Activity:
Once the pictures are set aside, reproduce the remaining data exactly.

Information given:
..........

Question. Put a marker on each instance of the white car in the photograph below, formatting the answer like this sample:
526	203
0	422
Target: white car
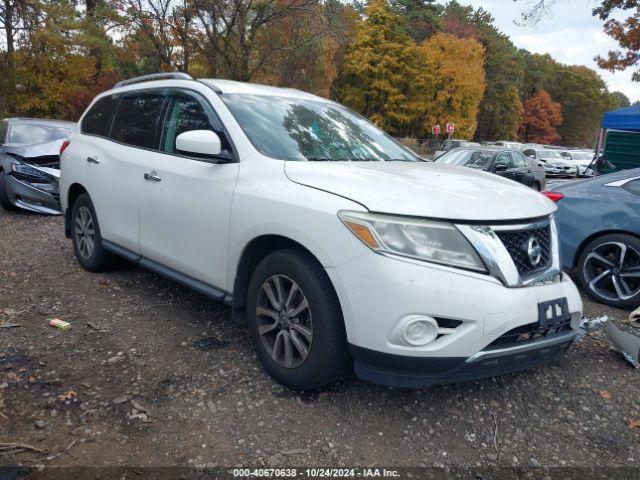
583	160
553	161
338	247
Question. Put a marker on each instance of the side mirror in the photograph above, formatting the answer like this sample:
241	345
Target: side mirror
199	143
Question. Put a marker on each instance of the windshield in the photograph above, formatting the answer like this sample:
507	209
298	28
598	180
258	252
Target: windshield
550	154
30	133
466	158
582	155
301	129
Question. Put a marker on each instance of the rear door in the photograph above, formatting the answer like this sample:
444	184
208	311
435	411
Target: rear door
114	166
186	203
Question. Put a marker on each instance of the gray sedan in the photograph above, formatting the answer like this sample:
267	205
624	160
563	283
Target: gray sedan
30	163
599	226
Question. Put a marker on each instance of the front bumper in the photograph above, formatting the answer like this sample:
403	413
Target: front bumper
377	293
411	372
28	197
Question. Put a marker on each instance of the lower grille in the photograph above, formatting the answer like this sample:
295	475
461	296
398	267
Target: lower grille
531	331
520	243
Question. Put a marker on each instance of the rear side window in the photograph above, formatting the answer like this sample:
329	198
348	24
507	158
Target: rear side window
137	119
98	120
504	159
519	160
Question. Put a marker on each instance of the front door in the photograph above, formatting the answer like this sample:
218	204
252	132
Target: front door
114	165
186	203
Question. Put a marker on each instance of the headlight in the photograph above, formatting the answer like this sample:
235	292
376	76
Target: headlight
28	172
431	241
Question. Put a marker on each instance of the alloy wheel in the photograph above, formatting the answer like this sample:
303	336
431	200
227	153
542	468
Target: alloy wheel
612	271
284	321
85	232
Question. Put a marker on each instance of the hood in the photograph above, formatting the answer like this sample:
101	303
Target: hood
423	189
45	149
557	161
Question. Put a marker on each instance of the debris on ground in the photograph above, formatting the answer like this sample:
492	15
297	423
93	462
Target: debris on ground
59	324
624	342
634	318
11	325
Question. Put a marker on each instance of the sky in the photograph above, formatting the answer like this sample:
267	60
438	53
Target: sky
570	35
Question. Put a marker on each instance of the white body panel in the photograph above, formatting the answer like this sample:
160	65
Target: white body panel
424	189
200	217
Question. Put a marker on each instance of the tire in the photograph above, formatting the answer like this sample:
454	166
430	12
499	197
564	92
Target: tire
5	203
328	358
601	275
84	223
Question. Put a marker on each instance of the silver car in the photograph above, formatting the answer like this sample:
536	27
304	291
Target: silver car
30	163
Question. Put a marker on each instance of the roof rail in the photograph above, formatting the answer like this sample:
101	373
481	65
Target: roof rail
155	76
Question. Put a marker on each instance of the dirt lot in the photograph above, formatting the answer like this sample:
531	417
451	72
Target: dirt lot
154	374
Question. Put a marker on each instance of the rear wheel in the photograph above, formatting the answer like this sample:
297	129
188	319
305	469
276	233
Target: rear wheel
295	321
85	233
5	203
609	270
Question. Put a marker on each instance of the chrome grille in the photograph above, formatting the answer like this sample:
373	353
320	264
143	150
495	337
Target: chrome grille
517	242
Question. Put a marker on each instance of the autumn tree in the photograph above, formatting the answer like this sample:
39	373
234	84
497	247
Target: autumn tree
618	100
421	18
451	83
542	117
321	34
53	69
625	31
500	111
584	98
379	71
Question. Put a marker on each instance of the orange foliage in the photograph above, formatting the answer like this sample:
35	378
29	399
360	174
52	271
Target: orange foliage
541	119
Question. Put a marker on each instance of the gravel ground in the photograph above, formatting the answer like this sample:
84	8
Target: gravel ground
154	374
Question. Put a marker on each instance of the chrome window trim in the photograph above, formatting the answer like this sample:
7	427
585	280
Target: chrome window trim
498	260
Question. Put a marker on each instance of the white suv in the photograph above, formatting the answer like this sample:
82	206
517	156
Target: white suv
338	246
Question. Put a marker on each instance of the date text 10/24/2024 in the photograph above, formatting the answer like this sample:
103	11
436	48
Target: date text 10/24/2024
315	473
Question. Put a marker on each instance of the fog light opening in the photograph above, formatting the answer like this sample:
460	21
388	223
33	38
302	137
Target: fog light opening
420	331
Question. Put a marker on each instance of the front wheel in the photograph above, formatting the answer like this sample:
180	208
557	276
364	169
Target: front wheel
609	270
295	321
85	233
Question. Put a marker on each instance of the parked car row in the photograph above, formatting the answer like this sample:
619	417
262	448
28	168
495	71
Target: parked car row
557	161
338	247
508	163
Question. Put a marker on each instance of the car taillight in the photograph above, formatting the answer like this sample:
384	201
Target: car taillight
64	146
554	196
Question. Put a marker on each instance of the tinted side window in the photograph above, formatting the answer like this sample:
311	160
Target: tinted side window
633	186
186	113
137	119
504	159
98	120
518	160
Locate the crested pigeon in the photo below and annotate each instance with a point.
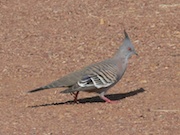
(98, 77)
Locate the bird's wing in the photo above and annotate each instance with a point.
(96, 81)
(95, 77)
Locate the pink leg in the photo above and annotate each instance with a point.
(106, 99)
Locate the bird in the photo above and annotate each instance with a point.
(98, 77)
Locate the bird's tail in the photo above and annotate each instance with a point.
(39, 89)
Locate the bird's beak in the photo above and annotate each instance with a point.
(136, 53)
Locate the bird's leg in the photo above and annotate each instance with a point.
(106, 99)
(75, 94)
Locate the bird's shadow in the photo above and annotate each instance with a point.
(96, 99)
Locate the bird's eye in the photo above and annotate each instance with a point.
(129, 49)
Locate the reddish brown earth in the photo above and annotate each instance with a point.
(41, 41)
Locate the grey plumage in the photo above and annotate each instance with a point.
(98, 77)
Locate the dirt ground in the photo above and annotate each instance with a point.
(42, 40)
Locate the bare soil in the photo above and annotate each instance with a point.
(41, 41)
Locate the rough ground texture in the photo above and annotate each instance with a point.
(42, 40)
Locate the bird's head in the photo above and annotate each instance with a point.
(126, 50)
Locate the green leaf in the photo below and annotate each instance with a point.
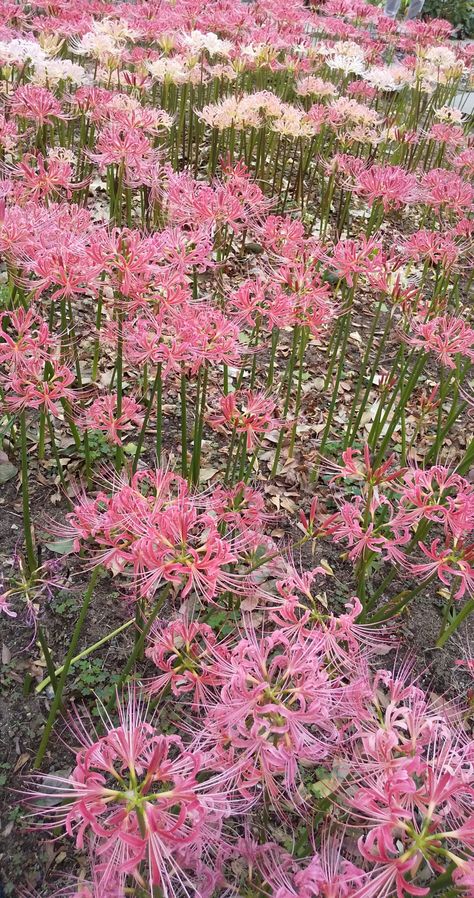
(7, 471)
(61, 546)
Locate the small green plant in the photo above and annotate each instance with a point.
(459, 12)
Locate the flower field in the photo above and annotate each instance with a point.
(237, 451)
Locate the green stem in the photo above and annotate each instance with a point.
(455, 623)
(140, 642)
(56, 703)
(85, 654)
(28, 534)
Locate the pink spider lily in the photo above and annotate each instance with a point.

..........

Answer space:
Question. Put a marker on each instance of the white car in the photograph below, formatting the answer like this sample:
526	203
0	422
Target: white car
583	160
553	161
338	247
Question. Put a marker on each instance of the side mirror in the photograph above, formatting the answer like this sample:
241	345
Target: side mirror
199	143
Question. Put a marker on each instance of the windshield in the photograph above, formatting the answer like this sample:
507	209
298	28
598	180
258	252
Target: windshield
550	154
30	133
466	158
582	155
301	129
Question. Put a marker on each instance of the rear door in the photograph above, formatting the answer like this sample:
444	184
208	311
435	411
Target: rear door
114	166
186	203
Question. Put a marker on each instance of the gray sedan in the photograph above, formatting the answer like this sample:
267	205
624	160
563	283
Target: gray sedan
30	163
599	226
Question. Put a marker on each instance of the front bumper in the photograph above, formatting the answer like this sample:
403	413
Target: front bumper
377	293
411	372
28	197
Question. Put a marker on each instance of the lower grille in the photograph above, formatting the answer like this sample:
295	475
461	296
398	267
Target: lower grille
531	331
520	243
Question. Put a marker on each instance of the rear side window in the photograph above, formatting the answer like this sample:
329	198
348	24
507	158
Target: rear side window
137	119
98	120
504	159
519	160
Question. Put a marker on each instance of the front door in the photograph above, formatting the answer like this sample:
218	204
252	132
Target: front door
114	165
186	203
Question. Put a marker on each instance of the headlight in the photograph above, formatting the answer like this sample:
235	292
376	76
Target: headlight
28	172
431	241
Question. Put a marker on each instance of the alloy wheel in the photograph above, formatting the answer like this sample:
303	336
431	200
227	153
542	468
Target: alloy wheel
612	271
284	321
85	232
Question. Put a marker on each instance of the hood in the photograph above, formatting the answer like this sample:
101	303
Target: hood
423	189
45	149
557	161
Question. Put a marker on each instance of the debris on ground in the photograph above, formatting the answer like this sample:
492	15
297	423
93	462
Target: debris on ground
59	324
624	342
634	318
11	325
Question. Put a marker on each instance of the sky in the photograph above, formatting the answer like this sample:
267	60
438	53
Target: sky
570	35
Question. Put a marker on each instance of the white body panel in the photograph above, formatting the answer like this sample:
160	65
Target: white body panel
424	189
200	217
Question. Put a marker on each instance of the tire in the photograph above, formatting the answer like this sample:
454	166
430	12
499	197
564	92
Target: tire
5	203
328	358
601	275
84	223
Question. Put a marker on each instance of the silver car in the photograph above, formatting the answer like this sample:
536	27
304	291
Target: silver car
30	163
Question. Put a marker on each instance of the roof rail in the photograph above, formatting the answer like this sample:
101	373
481	65
Target: roof rail
155	76
Question. Put a marker on each instance of the dirt lot in the photograph above, formatting the answer like this sample:
531	417
451	72
Target: dirt lot
154	374
Question. Put a marker on each instance of the rear wheel in the photograph above, formatting the answer like this sample:
297	129
188	319
305	469
276	233
Target: rear wheel
295	321
85	233
5	203
609	270
Question. Put a marker on each instance of the chrome grille in the photograph above, formatting the answer like this sample:
373	353
320	264
143	150
495	337
Target: chrome grille
517	242
Question. Put a marker on each instance of the autumn tree in the photograph above, formatting the answer like this sample:
39	373
234	84
497	247
Target: autumn tree
618	100
421	18
451	83
542	117
321	34
53	69
625	31
500	111
584	98
379	71
Question. Put a marker on each instance of the orange foliage in the photograph above, formatting the answer like this sample:
35	378
29	399
360	174
52	271
Target: orange foliage
541	119
Question. Put a marker on each instance of the gravel ground in the photograph above, formatting the answer like this sample:
84	8
Target: gravel ground
154	374
Question. Put a marker on each instance of the chrome window trim in the photograph above, formatting the answer like this sample:
7	427
585	280
Target: chrome window trim
498	260
Question. Put a marker on each instance of the white suv in the photograph above, formatting the answer like this sample:
82	206
517	156
Target: white suv
338	246
Question. Put a marker on each instance of the date text 10/24/2024 in the photograph above, formatting the answer like this sample:
103	11
436	48
Target: date text 10/24/2024
315	473
Question. Put a marker on each instance of the fog light opening in the photograph above, formatting the answer like this sample:
460	21
388	223
33	38
302	137
Target: fog light opening
420	331
Question. Put a marker on each instance of the front wheel in the photograph above, formatting the answer like this sample:
180	208
557	276
364	169
Target: front wheel
609	270
295	321
85	233
Question. Put a marker on each instance of the parked car row in the photograph above, formatting the answer like this sample:
619	417
262	448
28	168
495	71
Target: parked car row
557	161
338	247
508	163
Question. Put a marker on each instance of the car taillight in the photograph above, formatting the answer like this sample:
384	201
Target: car taillight
64	146
554	196
Question. Put a marker on each instance of the tinted side window in the photograph above, formatting the answer like this sample:
311	160
Target: tinted side window
633	186
186	113
137	119
504	159
98	120
518	160
Locate the crested pigeon in the photo below and annotate each instance with a point.
(98, 77)
Locate the bird's wing in the photo above and annotate each instance with a point.
(96, 81)
(95, 77)
Locate the pink leg in the photo above and annotate each instance with a point.
(106, 99)
Locate the bird in the photo above and annotate each instance with a point.
(98, 77)
Locate the bird's tail in the photo above and annotate each instance with a point.
(39, 89)
Locate the bird's beak in the photo above and annotate each instance with a point.
(136, 53)
Locate the bird's leg in the photo above and annotate each instance with a point.
(106, 99)
(75, 94)
Locate the bird's shadow in the photo above and annotate each instance with a point.
(96, 99)
Locate the bird's eye in the photo above and annotate each instance with a point.
(129, 49)
Locate the reddish brown earth in the photo above and annotate each instance with a point.
(41, 41)
Locate the grey plumage in the photo above and annotate each instance with a point.
(98, 77)
Locate the dirt ground in the photo above and annotate each instance with a point.
(42, 40)
Locate the bare soil in the photo above and annotate each instance with a point.
(41, 41)
Locate the rough ground texture in the photo above and annotate each instance with a point.
(42, 40)
Locate the bird's head in the photo above and annotate each instance with a point.
(126, 50)
Locate the green leaf in the photo below and annotate each instance with a point.
(7, 471)
(61, 546)
Locate the small green plant in the photo above and annotate each instance with a point.
(459, 12)
Locate the flower field in the photo above and annotate each instance with a point.
(237, 451)
Locate the green stem in the photo above and annotate each instance with a point.
(455, 623)
(140, 642)
(56, 703)
(85, 654)
(28, 534)
Locate the pink spider lily in the photo above and annotate each instance with a point.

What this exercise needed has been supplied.